**Passage given**
[start]

It is possible to run two instances of FlayerSh, one on the patched original application and one on an unpatched variant, with a known bad input. This approach allows one to review the code snippet of each of the conditional jumps along the code path of both versions, and, if needed, to force specific behavior to locate any vulnerable code. Performing this simultaneous analysis results in a quick assessment of the variant's behavior.
Figure 3 provides an example of this. It shows a small piece of a FlayerSh session for a version of LibTIFF patched for the directory offset overflow and one that is not. In particular, it is displaying the affected tainted conditional where a safety check has been added in one version but is missing in the original.

5  Real world experience

Fuzz testing of flayed applications has been used with some success since the summer of 2006. This work resulted in the discovery of multiple vulnerabilities in well known open source applications:
Seven vulnerabilities in LibTIFF version 3.8.2 were disclosed [22] [23] [24] [25] [26] [27] [28].
A remote denial of service vulnerability was discovered [30] in OpenSSH which affected all versions before 4.4.
An out of band read was discovered [31] in libPNG which affected versions 1.0.6 through 1.2.12.
A NULL pointer dereference was disclosed [29] in OpenSSL which affected all current clients.
In addition, FlayerSh has been used to determine if variants of LibTIFF and OpenSSH were affected by these vulnerabilities.

5.1  Finding a LibTIFF overflow

One of the recently reported vulnerabilities in LibTIFF resulted from an unchecked integer value which had previously gone unnoticed. The value was that of the TIFF directory entry offset read directly from a supplied TIFF image file. This section provides a simple procedure for finding this vulnerability with Flayer.
The first step is identifying a good test application. For the purposes of this vulnerability, tiffinfo is used. LibTIFF version 3.8.2 was downloaded and compiled with debugging symbols. With this completed, the compiled tool is run under Flayer with some random input as seen in Figure 4.
$ dd if=/dev/urandom of=test.tiff \
  bs=1k count=1
$ valgrind --tool=flayer \
  --taint-file=yes \
  --file-filter=$PWD/test.tiff \
  ./tiffinfo $PWD/test.tiff
Figure 4: Tracing random input through tiffinfo
The first run will result in an error message about the TIFF header magic. E.g., "Not a TIFF or MDI file, ...". In the Flayer output, there are three tainted conditional jump events which occur prior to the first printf call. It is assumed that this call issues the error message. Each of these identified conditional jumps are tested by supplying each instruction pointer address at which the event occur to Flayer. One such test is shown in Figure 5.
$ valgrind --tool=flayer \
  --taint-file=yes \
  --file-filter=$PWD/test.tiff \
  --alter-branch=0x4049E66:1 \
  ./tiffinfo $PWD/test.tiff
Figure 5: Testing a tainted conditional jump in tiffinfo
After some trial and error, it is possible to circumvent the BigTIFF and version error checking resulting in a different error message: "Can not read TIFF directory count". With the version checks cleared, the directory count code may be exercised by the test harness provided in Figure 6.

[end]

**Requirement 1**
Output the part of the passage on Flayer from "A remote denial" up to and including "all current clients.".
**Requirement 2**
According to the passage on Flayer, which versions of OpenSSH did the remote denial of service vulnerability affect?
**Requirement 3**
Take the passage on Flayer further, picking up after its last sentence.
The data after this point comes from a different source.

**Source material**
[start]

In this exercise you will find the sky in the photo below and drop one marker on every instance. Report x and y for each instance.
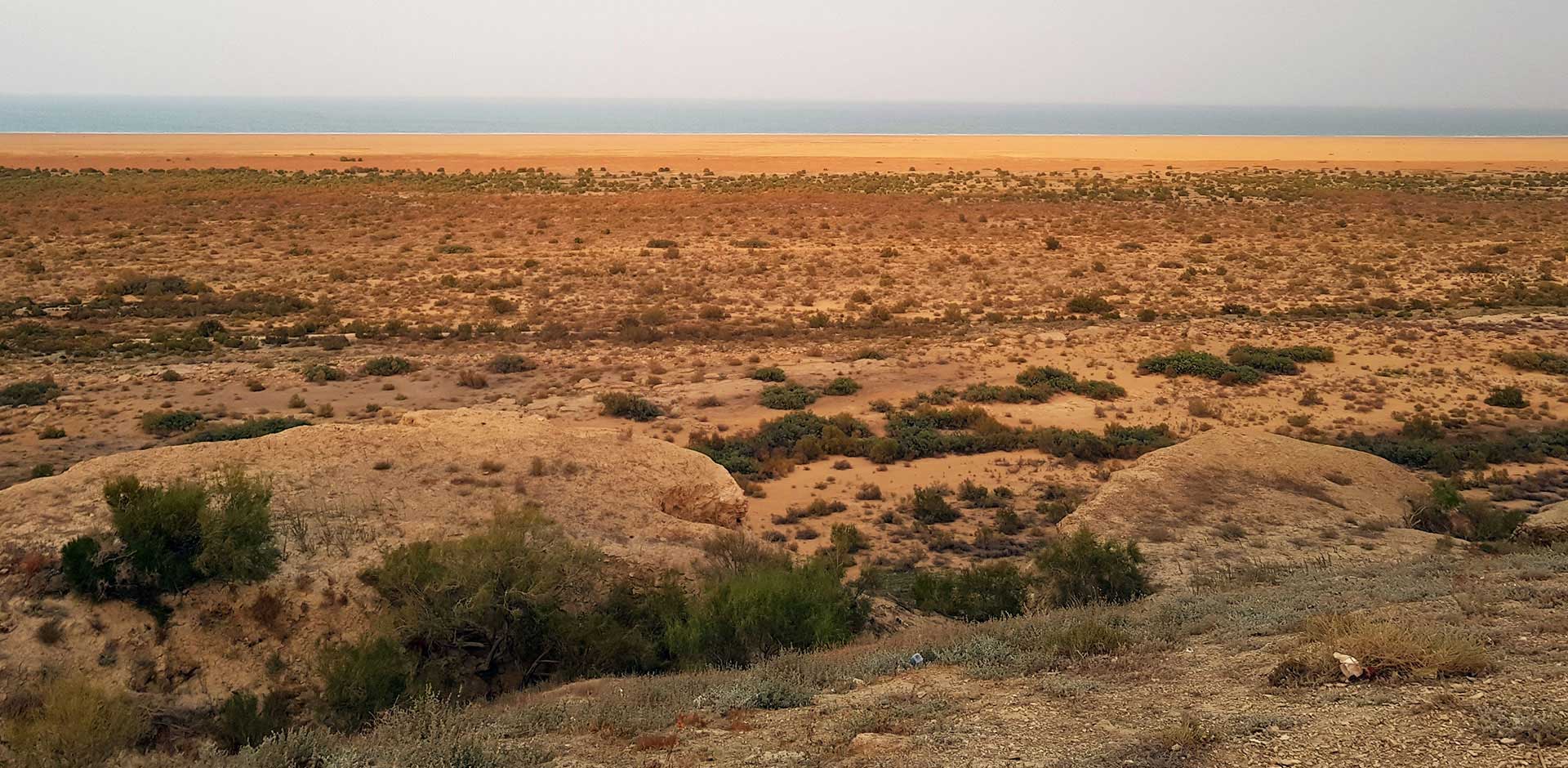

[end]

**Expected answer 1**
A remote denial of service vulnerability was discovered [30] in OpenSSH which affected all versions before 4.4.
An out of band read was discovered [31] in libPNG which affected versions 1.0.6 through 1.2.12.
A NULL pointer dereference was disclosed [29] in OpenSSL which affected all current clients.

**Expected answer 2**
All versions before 4.4.

**Expected answer 3**
#!/bin/bash
while /bin/true; do
 dd if=/dev/urandom \
   of=test.tiff bs=1k \
   count=1
 valgrind --tool=flayer \
  --taint-file=yes \
  --file-filter=$PWD/test.tiff \
  --alter-branch="0x4049E6C:1,
                  0x4049EA6:1" \
  ./tiffinfo ./test.tiff
 if [[ $? -ne 0 && $? -ne 1 ]]
 then; break; fi
done
Figure 6: An example Flayer test harness
The test harness is simple but has proved effective with LibTIFF and several other tested applications. However, for this vulnerability, once the directory count error message is triggered, a quick review of the source code at the specified line number reveals an integer overflow. In addition, if the auditor attempted to force the conditional jump with a guard value of 0 at that location, it would have immediately resulted in a segmentation fault.

5.2  The good and the bad

Flayer and flaying have been used extensively for real world application auditing and fuzz testing. With use, the strengths and weaknesses of this tool and related techniques are clear.
For patch analysis and guided auditing, Flayer has worked well for the authors' needs, but auditing style is largely personal preference. With debugging symbols and available source code, however, it has proved a straightforward means for discovering input entry points to an application. This allowed for targeted audits which follow the data flow through the audited application without any initial analysis of the source code. In addition, the ability to step over functions and force conditionals was useful in analyzing foreign binary behavior. It is possible to guide binary analysis by indicating the addresses where interesting behavior occurs and forcing that behavior to continue. In many cases, if the target application crashes, it is possible to infer the data primitives expected by examining the resulting logs.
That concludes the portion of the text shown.